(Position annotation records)
BEGIN

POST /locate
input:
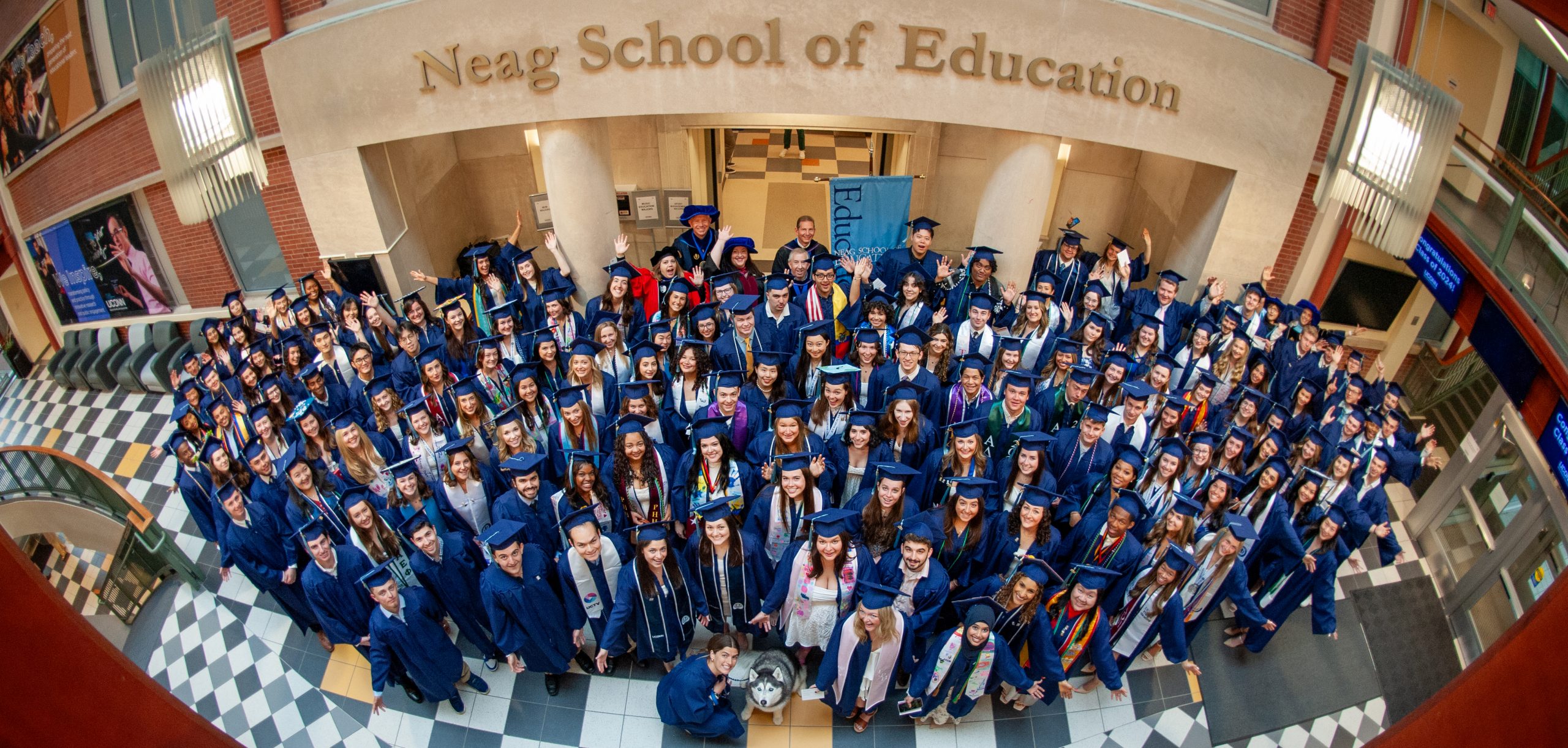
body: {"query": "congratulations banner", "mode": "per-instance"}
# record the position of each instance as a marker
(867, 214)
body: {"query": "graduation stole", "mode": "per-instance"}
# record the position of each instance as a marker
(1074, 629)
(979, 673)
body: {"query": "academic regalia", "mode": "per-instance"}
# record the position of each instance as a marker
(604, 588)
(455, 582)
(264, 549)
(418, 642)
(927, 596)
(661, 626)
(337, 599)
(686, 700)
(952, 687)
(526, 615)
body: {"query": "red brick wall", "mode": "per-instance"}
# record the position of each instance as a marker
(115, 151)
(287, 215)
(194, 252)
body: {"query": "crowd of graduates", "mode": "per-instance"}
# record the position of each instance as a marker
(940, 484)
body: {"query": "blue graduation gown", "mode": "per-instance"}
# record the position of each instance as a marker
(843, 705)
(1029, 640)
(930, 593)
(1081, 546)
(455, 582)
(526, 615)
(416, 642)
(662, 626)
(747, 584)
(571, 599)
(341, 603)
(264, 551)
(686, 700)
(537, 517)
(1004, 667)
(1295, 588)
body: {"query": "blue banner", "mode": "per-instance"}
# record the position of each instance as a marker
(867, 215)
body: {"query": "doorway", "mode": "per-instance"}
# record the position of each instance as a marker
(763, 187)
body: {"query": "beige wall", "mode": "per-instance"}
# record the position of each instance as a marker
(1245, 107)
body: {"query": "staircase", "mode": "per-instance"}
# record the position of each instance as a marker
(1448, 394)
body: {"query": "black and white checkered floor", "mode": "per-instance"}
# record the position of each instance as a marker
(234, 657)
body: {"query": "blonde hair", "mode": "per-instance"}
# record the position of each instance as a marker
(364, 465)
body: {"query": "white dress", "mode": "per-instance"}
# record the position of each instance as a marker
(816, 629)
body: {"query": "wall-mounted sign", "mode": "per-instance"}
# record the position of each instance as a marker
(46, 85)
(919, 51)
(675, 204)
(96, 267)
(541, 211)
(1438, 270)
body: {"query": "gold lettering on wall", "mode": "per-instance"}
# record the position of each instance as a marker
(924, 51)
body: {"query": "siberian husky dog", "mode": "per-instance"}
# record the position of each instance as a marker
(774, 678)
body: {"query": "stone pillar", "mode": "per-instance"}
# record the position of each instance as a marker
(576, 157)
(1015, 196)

END
BEGIN

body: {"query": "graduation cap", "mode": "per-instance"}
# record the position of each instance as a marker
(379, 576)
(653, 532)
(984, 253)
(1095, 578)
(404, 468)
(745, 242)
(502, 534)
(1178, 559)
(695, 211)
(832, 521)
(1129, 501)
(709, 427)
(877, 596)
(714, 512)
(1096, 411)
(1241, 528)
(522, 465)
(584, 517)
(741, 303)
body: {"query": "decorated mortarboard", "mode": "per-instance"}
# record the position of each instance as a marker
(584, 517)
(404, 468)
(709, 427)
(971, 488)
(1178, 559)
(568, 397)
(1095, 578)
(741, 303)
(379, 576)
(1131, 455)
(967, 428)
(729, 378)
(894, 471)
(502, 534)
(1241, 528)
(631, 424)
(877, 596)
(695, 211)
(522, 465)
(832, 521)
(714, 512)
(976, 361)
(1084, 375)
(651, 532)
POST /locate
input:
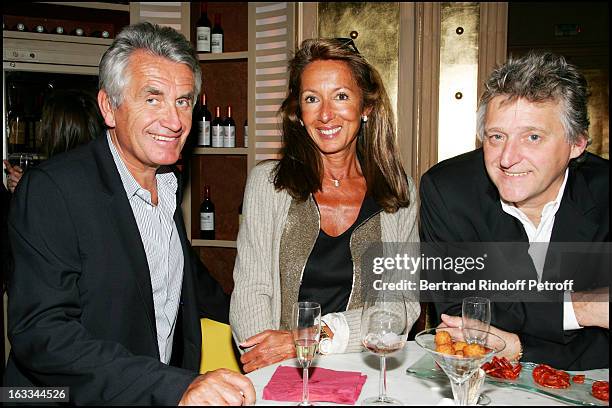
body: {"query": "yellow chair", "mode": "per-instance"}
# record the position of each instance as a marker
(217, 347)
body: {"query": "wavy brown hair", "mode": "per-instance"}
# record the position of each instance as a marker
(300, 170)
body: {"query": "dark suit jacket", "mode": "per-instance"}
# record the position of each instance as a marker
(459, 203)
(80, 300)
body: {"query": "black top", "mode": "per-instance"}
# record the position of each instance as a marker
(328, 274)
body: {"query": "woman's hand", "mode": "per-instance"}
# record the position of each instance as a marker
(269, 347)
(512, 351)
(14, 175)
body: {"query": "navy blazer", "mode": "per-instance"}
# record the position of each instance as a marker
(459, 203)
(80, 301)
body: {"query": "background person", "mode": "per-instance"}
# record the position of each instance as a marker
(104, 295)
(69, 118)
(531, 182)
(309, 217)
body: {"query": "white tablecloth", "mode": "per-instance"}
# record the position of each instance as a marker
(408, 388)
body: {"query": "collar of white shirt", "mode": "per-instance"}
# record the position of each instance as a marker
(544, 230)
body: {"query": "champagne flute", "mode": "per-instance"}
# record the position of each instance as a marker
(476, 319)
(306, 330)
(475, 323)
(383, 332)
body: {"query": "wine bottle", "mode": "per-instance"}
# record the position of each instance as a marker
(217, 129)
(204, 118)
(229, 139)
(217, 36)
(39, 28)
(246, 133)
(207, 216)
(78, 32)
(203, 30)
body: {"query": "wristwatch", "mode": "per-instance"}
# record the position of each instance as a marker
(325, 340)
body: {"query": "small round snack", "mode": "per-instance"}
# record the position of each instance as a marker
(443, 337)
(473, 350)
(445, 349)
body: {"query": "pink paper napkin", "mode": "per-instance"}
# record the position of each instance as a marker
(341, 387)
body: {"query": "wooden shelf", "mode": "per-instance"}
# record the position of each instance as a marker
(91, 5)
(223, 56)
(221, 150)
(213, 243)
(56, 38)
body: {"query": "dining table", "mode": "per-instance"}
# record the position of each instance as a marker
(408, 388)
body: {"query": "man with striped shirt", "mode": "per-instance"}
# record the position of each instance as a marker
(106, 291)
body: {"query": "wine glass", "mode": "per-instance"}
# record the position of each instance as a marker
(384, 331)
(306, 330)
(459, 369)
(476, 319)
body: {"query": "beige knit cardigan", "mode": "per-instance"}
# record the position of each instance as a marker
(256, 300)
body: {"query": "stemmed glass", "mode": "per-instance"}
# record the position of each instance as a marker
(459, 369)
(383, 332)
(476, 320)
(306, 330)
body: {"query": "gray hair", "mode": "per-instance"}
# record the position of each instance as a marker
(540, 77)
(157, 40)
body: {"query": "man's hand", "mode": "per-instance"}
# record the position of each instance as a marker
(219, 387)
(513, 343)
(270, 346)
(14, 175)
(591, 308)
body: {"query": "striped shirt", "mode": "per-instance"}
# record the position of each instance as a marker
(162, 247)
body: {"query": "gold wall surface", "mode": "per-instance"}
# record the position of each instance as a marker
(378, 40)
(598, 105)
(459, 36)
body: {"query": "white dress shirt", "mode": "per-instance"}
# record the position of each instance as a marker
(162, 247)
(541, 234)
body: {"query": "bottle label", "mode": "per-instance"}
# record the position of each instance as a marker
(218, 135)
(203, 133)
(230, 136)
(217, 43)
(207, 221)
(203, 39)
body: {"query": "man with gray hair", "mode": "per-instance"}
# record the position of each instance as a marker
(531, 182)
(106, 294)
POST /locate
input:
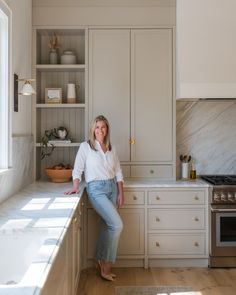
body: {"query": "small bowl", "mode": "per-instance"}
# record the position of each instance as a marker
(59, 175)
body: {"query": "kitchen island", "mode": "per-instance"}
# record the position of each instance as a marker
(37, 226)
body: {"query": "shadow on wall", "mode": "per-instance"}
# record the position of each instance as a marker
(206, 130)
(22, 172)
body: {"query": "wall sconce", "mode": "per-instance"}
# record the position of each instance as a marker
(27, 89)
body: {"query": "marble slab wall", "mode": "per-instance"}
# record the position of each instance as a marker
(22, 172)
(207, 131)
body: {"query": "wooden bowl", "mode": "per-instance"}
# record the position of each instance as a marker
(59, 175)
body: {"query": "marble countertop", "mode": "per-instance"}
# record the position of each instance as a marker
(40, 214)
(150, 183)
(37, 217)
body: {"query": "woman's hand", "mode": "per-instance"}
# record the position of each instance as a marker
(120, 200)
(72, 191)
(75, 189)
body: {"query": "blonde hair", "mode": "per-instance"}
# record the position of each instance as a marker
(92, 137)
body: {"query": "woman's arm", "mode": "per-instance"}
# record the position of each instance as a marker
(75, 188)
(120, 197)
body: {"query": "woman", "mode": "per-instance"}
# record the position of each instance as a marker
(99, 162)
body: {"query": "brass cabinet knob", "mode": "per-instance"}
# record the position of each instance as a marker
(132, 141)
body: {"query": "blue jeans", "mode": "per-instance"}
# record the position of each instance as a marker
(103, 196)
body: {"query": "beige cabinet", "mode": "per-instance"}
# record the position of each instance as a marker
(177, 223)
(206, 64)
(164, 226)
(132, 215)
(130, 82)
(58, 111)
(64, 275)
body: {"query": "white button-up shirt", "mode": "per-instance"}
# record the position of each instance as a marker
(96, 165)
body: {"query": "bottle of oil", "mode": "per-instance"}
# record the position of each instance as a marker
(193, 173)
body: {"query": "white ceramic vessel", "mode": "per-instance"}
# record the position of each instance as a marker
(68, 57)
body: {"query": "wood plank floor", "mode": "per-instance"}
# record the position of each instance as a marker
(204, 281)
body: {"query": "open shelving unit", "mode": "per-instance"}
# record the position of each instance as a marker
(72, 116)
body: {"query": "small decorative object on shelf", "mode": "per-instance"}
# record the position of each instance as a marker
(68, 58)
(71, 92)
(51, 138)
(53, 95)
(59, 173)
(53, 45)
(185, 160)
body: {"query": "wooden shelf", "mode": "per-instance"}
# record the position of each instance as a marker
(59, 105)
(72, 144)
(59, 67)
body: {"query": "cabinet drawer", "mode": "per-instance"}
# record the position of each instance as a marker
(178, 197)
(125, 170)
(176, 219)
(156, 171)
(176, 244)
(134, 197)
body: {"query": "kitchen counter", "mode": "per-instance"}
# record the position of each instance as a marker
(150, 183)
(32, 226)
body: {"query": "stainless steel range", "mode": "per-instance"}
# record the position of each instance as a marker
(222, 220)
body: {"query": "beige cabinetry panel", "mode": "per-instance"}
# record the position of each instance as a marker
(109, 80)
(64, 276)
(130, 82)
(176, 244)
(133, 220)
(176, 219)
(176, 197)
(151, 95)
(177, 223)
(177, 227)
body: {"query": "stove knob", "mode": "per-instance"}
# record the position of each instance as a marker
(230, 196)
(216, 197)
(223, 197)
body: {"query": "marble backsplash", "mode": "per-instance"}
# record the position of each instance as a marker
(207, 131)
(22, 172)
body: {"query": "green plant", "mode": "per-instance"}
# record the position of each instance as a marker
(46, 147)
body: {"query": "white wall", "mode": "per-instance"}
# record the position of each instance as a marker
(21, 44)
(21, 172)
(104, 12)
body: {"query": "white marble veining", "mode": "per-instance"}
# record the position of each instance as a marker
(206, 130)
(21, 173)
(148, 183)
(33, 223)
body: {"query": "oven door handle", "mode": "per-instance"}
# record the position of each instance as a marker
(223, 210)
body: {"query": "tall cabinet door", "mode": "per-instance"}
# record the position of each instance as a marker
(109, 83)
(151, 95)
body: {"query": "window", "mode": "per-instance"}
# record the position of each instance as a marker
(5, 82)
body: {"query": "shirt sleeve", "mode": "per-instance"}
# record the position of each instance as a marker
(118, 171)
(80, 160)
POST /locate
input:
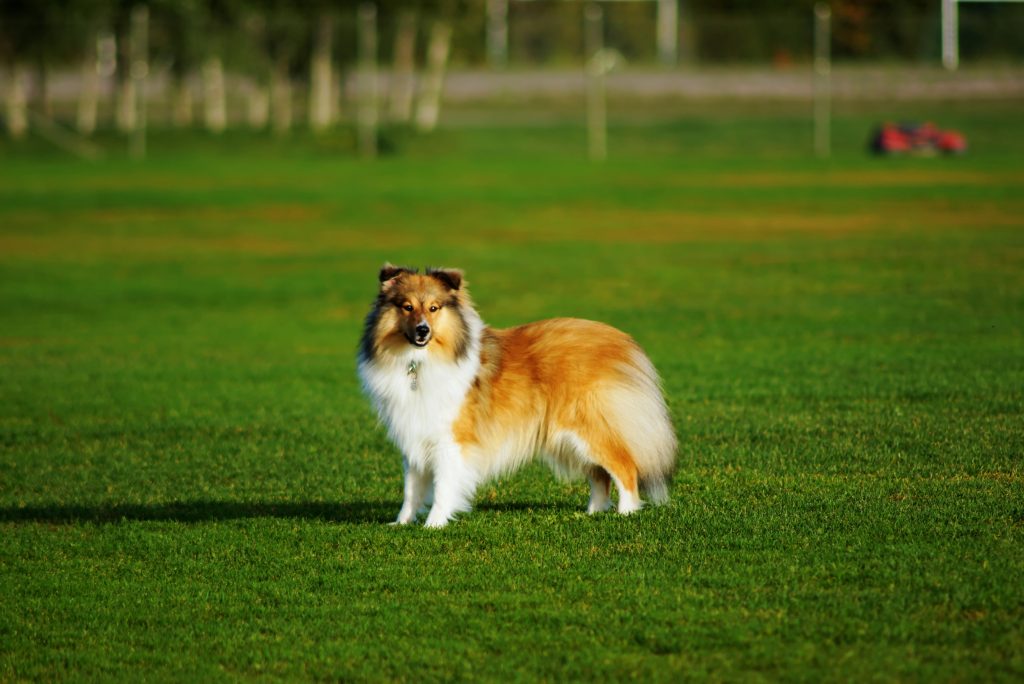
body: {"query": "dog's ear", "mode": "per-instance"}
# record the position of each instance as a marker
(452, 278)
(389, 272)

END

→ Exercise details: Pick out every line in the rows that contains the string "dress", copying each one in full. Case counts.

→ Reply:
body: {"query": "white dress", "mode": "per-instance"}
body: {"query": "white dress shirt", "mode": "per-instance"}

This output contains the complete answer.